• Soal dan Tugas
1. Menurut makalah tentang sistem pendidikan Islam, apa dua kelompok teori pendidikan yang ada sekarang?
2. Lanjutkan makalah tentang perumusan sistem pendidikan Islam, mulai sesudah kalimat terakhirnya.

===== Dokumen Sumber =====

-->

MAKALAH MODEL PERUMUSAN SISTEM PENDIDIKAN ISLAM

BAB I
PENDAHULUAN
A.                Latar Belakang
 Pendidikan Islam adalah pendidikan yang berdasarkan Islam. Isi ilmu adalah teori, isi ilmu bumi adalah teori tentang bumi. Maka isi ilmu pendidikan adalah teori-teori tentang pendidikan, Ilmu pendidikan Islam secara lengkap isi suatu ilmu bukanlah hanya teori.
Hakikat manusia menurut Islam adalah makhluk (ciptaan) Tuhan, hakikat wujudnya bahwa manusia adalah mahkluk yang perkembangannya dipengaruhi oleh pembawaan dan lingkungan.
Manusia sempurna menurut Islam adalah jasmani yang sehat serta kuat dan berketerampilan, cerdas serta pandai.
Ada dua kelompok teori pendidikan sekarang, yaitu  teori pendidikan barat, (ini disebut modern) dan teori pendidikan Islam yaitu berdasarkan Quran dan Hadits. Namun ternyata pengelola sekolah Islam sendiri belum benar-benar menyintesiskan kedua teori ini. Kita lihat untuk meningkatkan mutu pembelajaran, kebanyakan orang Islam menggunakan teori barat.

===== Kumpulan Data =====

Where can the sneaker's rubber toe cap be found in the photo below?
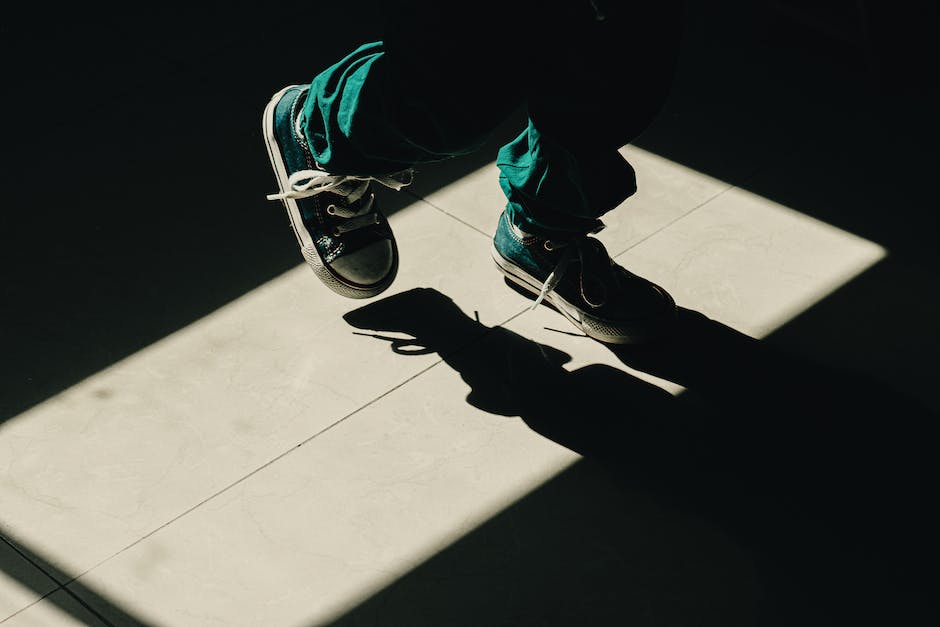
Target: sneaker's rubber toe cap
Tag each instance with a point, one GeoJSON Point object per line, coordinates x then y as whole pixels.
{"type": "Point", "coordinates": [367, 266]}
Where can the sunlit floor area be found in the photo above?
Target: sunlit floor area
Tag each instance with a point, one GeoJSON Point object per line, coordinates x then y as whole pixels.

=====

• Kunci Jawaban
1. Teori pendidikan barat, yang disebut modern, dan teori pendidikan Islam yang berdasarkan Quran dan Hadits.

2.
B.                 Rumusan Masalah
            Dari latar belakang di atas dapat penulis ambil beberapa permasalahan dalam makalah ini, yaitu:
1.      Bagaimana pengertian pendidikan Islam?
2.      Bagaimana ilmu pendidikan perspektif Islam?
3.      Bagaimana model perumusan sistem pendidikan Islam?

C.                Tujuan Penulisan
Dari rumusan masalah di atas tujuan penulis dalam makalah ini adalah:
1.      Mengetahui pengertian Pendidikan Islam;
2.      Mengetahui bagaimana Ilmu Pendidikan Perspektif Islam.
3.      Mengetahui bagaimana model perumusan sistem pendidikan Islam.


1.       

BAB II
PEMBAHASAN

A.                Pengertian Pendidikan Islam
Ilmu Pendidikan adalah dua kata yang dipadukan, yakni ilmu dan pendidikan yang masing-masing memiliki arti dan makna tersendiri.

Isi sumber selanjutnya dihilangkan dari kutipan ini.